------ EXCERPTED DATA ------

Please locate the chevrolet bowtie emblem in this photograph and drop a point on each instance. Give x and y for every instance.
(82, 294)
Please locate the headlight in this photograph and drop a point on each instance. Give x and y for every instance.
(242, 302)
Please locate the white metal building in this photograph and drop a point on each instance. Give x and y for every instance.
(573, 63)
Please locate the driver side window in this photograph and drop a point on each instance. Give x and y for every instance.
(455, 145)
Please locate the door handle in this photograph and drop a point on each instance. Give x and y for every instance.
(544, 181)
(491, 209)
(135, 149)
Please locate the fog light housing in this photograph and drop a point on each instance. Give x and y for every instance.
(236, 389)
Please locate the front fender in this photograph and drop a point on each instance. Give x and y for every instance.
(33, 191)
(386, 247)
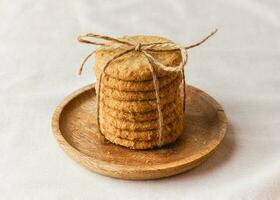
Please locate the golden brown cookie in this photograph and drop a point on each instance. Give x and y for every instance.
(148, 135)
(164, 92)
(137, 106)
(137, 86)
(172, 135)
(134, 66)
(138, 117)
(140, 126)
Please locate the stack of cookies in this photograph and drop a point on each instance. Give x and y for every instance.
(128, 109)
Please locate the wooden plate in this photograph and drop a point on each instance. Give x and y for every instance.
(75, 128)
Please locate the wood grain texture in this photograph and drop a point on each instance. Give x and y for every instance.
(75, 128)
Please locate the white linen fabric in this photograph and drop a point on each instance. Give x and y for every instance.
(239, 66)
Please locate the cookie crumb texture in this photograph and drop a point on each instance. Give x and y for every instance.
(128, 107)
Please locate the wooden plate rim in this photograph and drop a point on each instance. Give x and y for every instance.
(67, 147)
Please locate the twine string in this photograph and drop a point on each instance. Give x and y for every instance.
(131, 45)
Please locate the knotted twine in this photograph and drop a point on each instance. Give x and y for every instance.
(132, 45)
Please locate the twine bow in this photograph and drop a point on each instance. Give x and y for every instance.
(131, 45)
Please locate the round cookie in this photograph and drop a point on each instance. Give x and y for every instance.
(134, 66)
(149, 135)
(137, 86)
(138, 117)
(137, 106)
(140, 126)
(169, 89)
(139, 144)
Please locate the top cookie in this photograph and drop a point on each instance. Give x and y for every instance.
(134, 66)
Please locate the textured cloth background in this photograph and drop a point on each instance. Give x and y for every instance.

------

EXERCISE: Quote every record above exactly, omitting any pictures they contain.

WRITTEN RESPONSE:
Please locate the chevrolet bowtie emblem in this photograph and drop a point on each instance. Give x and y for every instance.
(82, 294)
Please locate the headlight in this photograph and drop a point on each instance. Give x and y for every instance.
(242, 302)
Please locate the white metal building in this photograph and drop a point on each instance. Give x and y for every instance.
(573, 63)
Please locate the driver side window in this photograph and drop a point on each instance. Give x and y for every instance.
(455, 145)
Please locate the door handle in this photograph and drop a point on each instance. Give x and y for every instance.
(544, 181)
(491, 209)
(135, 149)
Please locate the fog light housing in this photograph and drop a point on each instance. Give x and y for every instance.
(236, 389)
Please locate the front fender in this photograph and drop a point on each instance. Give x and y for every instance.
(33, 191)
(386, 247)
Please locate the golden brown cookie in this photograph and drop a point on each instance. Give x and y for every instance.
(148, 135)
(164, 92)
(137, 106)
(137, 86)
(172, 135)
(134, 66)
(138, 117)
(140, 126)
Please locate the stack of cookies in this photograph and drop a point on each instance. Give x and y for every instance.
(128, 109)
Please locate the wooden plate in this photograph and drop a point on each instance. Give x and y for every instance.
(75, 128)
Please locate the wood grain texture in this photograph and drop a point on each instance. Give x and y for every instance.
(75, 128)
Please locate the white linen fabric in this photograph and drop a point on each instance. Give x and y for every instance.
(239, 66)
Please locate the cookie crumb texture in this photograph and drop a point on each instance. Give x and y for every instance.
(128, 107)
Please locate the wooden plate rim in this photograph and drop a point on each instance. Give x and y for every instance.
(67, 147)
Please locate the twine string in this photograph and drop a point on each instance. Give x and y for every instance.
(131, 45)
Please locate the knotted twine in this photograph and drop a point on each instance. Give x and y for every instance.
(132, 45)
Please locate the twine bow in this photograph and drop a point on each instance. Give x and y for every instance.
(131, 45)
Please locate the round cookie in this photograph and drop a point on each instance. Give x and y for every instance.
(134, 66)
(149, 135)
(137, 86)
(138, 117)
(137, 106)
(140, 126)
(169, 89)
(139, 144)
Please locate the top cookie in this photograph and drop a point on each instance. Give x and y for every instance.
(134, 66)
Please locate the textured cloth background in this photograph and drop a point on each instance. Give x and y for every instance.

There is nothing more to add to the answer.